* [Excerpted text]:
┄┄┄┄┄┄┄┄┄┄┄┄┄┄┄┄┄┄┄┄
DEVOTED TO THE EARTH
When Cristiana Scavolin told me about her “Appraisal. At present.” project, I was onboard without a second thought. It was mind blowing to be able to share my ideas about the future of the world in this setting of international research and debate.
This pilot edition addressed change and how to adapt to it.
Take a minute to read and see if our perspective gives you food for thought.
Link https://appraisalatpresent.com/
Covid lockdown: a time suspended that forced us into physical isolation to ensure the survival of humankind while gifting us with time to reflect. A precious element, allowing people to consider what they really wanted for themselves and for the places where they settle. To be able to explore the relationship between humanity and nature is an essential need. What do we mean today when we use the words “nature” and “natural”? Are they now empty, fossilized notions or do they still convey quite the reverse: a meaning to work towards? To what extent can humans understand and experience nature as the underlying condition for their existence?
When people apply a planned and technical approach, they may fail to recall that their roots are in the earth. Technology is used to interact with the natural order and this is the foundation for building the human order. In this perspective, technique – namely technology – becomes a drawback if it dominates nature or even starts to replace it.
How can we stop a dehumanizing drift, one that may not even make us happy?
Individuals and communities must commit to rethinking and redefining society and professions intensely. This will be an increasingly impelling necessity.
The future will embark on a microeconomic model or economy of proximity, where individual skills are channelled.
It will be increasingly important to know who physically produced a raw material, in which district, how respectful that production was, and to what extent it safeguarded the environment, and if its processing aimed for zero waste.
┄┄┄┄┄┄┄┄┄┄┄┄┄┄┄┄┄┄┄┄
* [Data extract]:
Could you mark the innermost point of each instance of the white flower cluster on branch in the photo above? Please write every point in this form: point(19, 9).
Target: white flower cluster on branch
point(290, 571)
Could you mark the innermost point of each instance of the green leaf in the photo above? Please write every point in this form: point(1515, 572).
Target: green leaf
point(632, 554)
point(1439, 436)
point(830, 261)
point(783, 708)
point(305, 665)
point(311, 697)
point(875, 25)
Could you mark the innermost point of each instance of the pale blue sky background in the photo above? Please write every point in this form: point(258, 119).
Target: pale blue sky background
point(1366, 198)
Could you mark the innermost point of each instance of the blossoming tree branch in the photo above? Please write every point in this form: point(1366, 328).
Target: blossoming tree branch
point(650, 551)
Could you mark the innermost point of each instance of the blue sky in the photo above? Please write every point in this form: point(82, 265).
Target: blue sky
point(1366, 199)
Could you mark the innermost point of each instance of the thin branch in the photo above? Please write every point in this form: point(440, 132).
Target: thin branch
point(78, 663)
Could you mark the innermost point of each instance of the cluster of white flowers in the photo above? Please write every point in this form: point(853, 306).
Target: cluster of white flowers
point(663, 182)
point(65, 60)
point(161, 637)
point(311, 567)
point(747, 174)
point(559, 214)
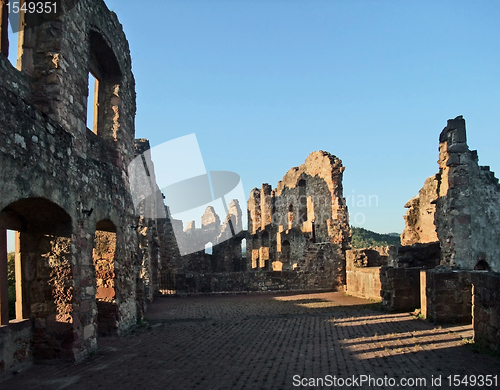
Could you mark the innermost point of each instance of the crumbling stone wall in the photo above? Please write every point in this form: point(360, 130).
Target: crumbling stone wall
point(446, 295)
point(60, 179)
point(363, 268)
point(460, 206)
point(307, 207)
point(419, 219)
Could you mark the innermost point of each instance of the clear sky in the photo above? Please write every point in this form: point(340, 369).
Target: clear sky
point(263, 83)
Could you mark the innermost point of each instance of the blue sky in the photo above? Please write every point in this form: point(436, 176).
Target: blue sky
point(265, 83)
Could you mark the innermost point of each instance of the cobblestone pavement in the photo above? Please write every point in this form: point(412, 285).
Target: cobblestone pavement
point(270, 342)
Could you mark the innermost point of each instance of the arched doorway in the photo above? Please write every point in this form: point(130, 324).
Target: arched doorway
point(44, 273)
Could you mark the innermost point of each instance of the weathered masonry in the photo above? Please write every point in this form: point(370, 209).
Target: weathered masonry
point(450, 263)
point(296, 239)
point(64, 185)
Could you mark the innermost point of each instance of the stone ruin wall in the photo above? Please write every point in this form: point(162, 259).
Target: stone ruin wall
point(296, 238)
point(307, 208)
point(459, 206)
point(460, 209)
point(65, 188)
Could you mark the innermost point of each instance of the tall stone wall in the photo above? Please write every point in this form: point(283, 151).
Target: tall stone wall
point(63, 182)
point(306, 207)
point(460, 206)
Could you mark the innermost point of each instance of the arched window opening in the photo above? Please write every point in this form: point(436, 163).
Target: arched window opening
point(285, 252)
point(16, 40)
point(264, 251)
point(42, 266)
point(208, 248)
point(104, 78)
point(244, 248)
point(291, 216)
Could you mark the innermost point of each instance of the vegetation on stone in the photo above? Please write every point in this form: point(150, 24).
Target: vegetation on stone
point(363, 238)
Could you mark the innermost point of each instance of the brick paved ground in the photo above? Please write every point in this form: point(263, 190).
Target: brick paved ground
point(261, 342)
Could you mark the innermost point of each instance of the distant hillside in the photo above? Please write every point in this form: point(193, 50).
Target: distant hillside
point(362, 238)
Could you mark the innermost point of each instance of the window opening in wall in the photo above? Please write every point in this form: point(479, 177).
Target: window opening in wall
point(104, 265)
point(103, 103)
point(11, 266)
point(244, 248)
point(93, 103)
point(10, 38)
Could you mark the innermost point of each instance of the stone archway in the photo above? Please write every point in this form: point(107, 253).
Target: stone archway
point(44, 274)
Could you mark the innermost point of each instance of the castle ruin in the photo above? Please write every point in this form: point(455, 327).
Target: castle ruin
point(88, 258)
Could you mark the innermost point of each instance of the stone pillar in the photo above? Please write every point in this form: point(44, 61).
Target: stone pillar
point(423, 293)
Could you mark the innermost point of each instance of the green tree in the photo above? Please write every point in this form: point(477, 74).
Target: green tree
point(363, 238)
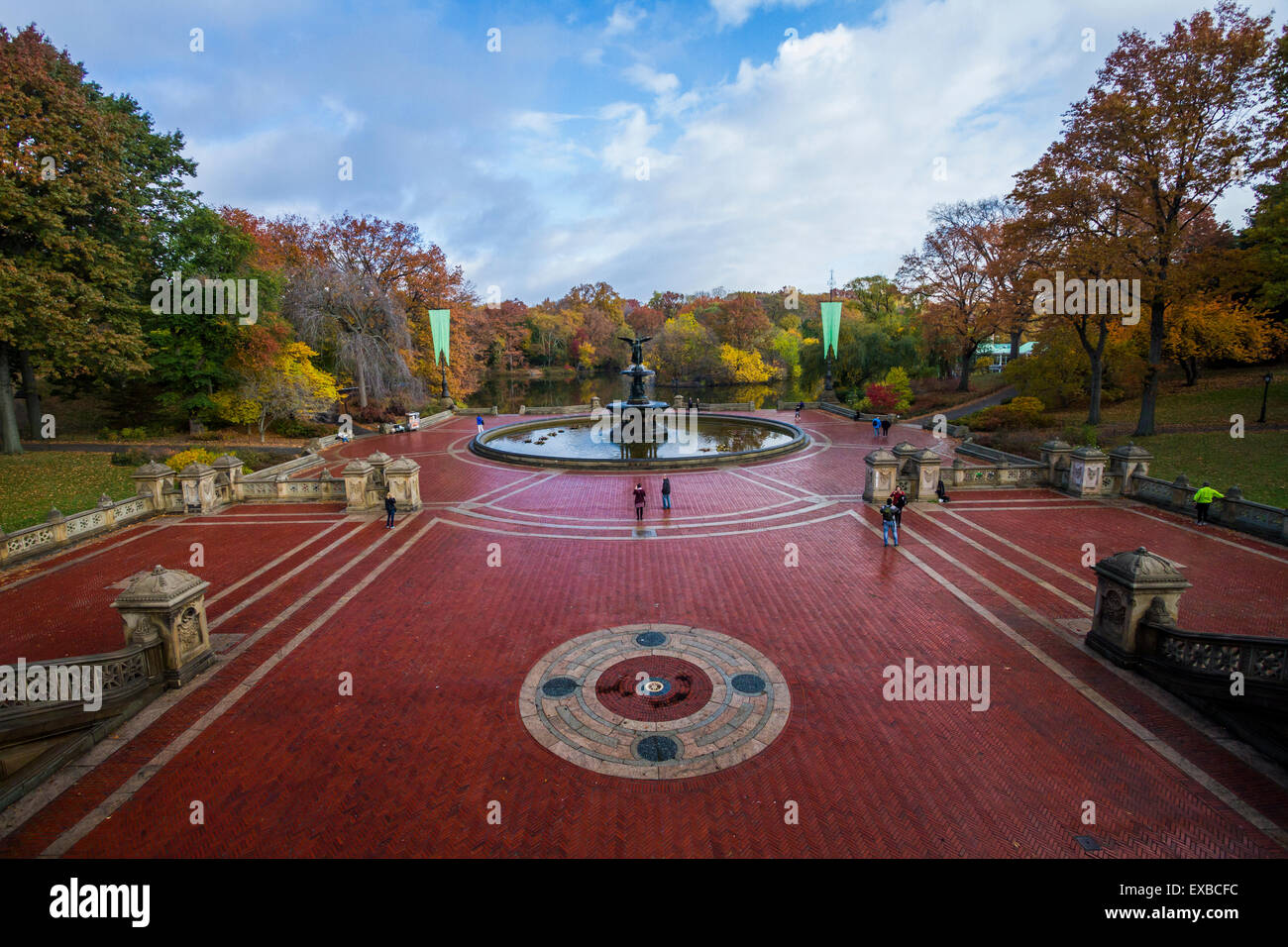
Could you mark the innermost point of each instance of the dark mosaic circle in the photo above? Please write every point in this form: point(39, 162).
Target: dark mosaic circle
point(671, 689)
point(559, 686)
point(657, 749)
point(655, 701)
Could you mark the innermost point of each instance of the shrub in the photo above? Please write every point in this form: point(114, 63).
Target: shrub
point(880, 398)
point(290, 427)
point(1081, 434)
point(194, 455)
point(132, 458)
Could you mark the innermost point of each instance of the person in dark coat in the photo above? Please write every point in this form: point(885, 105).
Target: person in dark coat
point(898, 499)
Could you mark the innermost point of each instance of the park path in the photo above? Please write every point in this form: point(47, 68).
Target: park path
point(782, 556)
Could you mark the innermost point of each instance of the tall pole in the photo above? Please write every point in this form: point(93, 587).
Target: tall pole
point(831, 355)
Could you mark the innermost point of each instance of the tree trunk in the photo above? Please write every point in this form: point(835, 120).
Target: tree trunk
point(1149, 398)
point(1098, 368)
point(1192, 369)
point(30, 394)
point(967, 356)
point(9, 441)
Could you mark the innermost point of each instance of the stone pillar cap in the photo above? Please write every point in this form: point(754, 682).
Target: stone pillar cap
point(153, 470)
point(160, 587)
point(1141, 569)
point(1089, 453)
point(1129, 450)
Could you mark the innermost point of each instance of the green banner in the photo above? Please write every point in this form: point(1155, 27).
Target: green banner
point(831, 326)
point(439, 324)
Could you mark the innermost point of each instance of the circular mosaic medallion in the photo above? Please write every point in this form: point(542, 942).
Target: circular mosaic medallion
point(655, 701)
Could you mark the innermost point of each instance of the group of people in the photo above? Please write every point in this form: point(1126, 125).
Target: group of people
point(892, 515)
point(640, 496)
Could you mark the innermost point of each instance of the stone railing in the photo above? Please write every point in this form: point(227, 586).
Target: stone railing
point(1233, 510)
point(286, 467)
point(206, 488)
point(59, 531)
point(1241, 681)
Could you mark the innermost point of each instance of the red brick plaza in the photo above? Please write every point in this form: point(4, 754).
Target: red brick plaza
point(442, 620)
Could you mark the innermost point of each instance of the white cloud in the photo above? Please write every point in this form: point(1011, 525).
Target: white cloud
point(623, 20)
point(652, 80)
point(737, 12)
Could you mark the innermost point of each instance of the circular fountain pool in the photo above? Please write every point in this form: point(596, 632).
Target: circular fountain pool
point(666, 440)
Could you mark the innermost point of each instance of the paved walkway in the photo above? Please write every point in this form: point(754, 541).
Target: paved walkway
point(442, 620)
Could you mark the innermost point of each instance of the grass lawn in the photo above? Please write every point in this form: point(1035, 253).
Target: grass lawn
point(1216, 395)
point(30, 483)
point(1257, 463)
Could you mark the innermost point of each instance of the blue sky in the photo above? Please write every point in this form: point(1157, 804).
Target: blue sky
point(651, 145)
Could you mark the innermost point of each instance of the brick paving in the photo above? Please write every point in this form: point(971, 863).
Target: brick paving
point(780, 556)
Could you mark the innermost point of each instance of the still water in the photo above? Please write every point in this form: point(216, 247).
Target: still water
point(509, 393)
point(687, 436)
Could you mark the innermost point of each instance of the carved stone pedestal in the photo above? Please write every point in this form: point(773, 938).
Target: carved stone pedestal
point(168, 604)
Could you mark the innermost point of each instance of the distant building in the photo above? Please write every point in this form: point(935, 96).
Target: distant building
point(1001, 352)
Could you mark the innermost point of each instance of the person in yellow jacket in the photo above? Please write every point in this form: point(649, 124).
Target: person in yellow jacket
point(1203, 497)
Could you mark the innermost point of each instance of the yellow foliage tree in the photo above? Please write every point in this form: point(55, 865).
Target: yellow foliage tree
point(741, 367)
point(1207, 329)
point(287, 385)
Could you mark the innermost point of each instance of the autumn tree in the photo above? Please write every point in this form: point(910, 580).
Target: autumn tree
point(1205, 329)
point(1167, 128)
point(952, 273)
point(85, 184)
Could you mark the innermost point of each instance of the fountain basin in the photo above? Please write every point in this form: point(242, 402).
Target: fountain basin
point(692, 441)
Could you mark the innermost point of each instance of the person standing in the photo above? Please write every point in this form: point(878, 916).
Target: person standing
point(900, 500)
point(889, 525)
point(1203, 497)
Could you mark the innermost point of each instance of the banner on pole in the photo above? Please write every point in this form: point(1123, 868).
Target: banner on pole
point(439, 325)
point(831, 326)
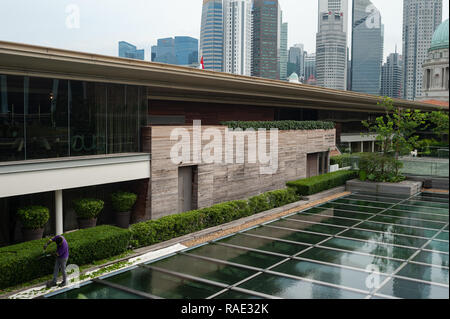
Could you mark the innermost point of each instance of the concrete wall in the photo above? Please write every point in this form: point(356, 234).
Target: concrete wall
point(220, 182)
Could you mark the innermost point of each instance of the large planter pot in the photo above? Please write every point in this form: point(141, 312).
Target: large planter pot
point(86, 223)
point(123, 219)
point(32, 234)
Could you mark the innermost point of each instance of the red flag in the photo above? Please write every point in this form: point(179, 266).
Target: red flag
point(202, 63)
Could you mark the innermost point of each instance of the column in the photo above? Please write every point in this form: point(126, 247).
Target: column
point(59, 212)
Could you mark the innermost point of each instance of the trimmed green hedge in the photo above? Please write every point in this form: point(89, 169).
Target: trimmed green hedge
point(317, 184)
point(23, 262)
point(156, 231)
point(281, 125)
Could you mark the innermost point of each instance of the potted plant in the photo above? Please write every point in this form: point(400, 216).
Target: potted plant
point(87, 210)
point(33, 220)
point(122, 203)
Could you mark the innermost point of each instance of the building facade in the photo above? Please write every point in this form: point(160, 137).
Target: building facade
point(127, 50)
point(420, 19)
point(238, 26)
point(435, 67)
point(331, 44)
point(284, 54)
point(178, 51)
point(296, 60)
point(211, 35)
point(266, 39)
point(367, 48)
point(310, 69)
point(67, 133)
point(391, 76)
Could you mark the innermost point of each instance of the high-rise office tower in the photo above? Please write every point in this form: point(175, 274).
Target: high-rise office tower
point(211, 35)
point(266, 39)
point(420, 19)
point(367, 48)
point(310, 69)
point(237, 55)
point(154, 52)
point(165, 51)
point(179, 51)
point(127, 50)
point(331, 44)
point(296, 61)
point(391, 76)
point(284, 56)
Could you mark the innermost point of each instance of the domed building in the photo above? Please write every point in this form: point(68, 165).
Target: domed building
point(435, 68)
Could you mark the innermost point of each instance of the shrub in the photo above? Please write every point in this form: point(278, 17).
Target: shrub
point(88, 208)
point(123, 202)
point(378, 168)
point(155, 231)
point(24, 262)
point(33, 217)
point(281, 125)
point(313, 185)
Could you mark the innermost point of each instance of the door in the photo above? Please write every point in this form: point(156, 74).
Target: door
point(184, 189)
point(312, 165)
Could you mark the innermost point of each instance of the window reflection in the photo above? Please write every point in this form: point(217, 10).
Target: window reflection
point(50, 118)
┄┄┄┄┄┄┄┄┄┄┄┄┄┄┄┄┄┄┄┄
* [Exercise]: Copy word for word the part of the text on humanity and nature between "This pilot edition" and "for their existence?", inclusive. The data plays no part in what comes next.

* [Task result]:
This pilot edition addressed change and how to adapt to it.
Take a minute to read and see if our perspective gives you food for thought.
Link https://appraisalatpresent.com/
Covid lockdown: a time suspended that forced us into physical isolation to ensure the survival of humankind while gifting us with time to reflect. A precious element, allowing people to consider what they really wanted for themselves and for the places where they settle. To be able to explore the relationship between humanity and nature is an essential need. What do we mean today when we use the words “nature” and “natural”? Are they now empty, fossilized notions or do they still convey quite the reverse: a meaning to work towards? To what extent can humans understand and experience nature as the underlying condition for their existence?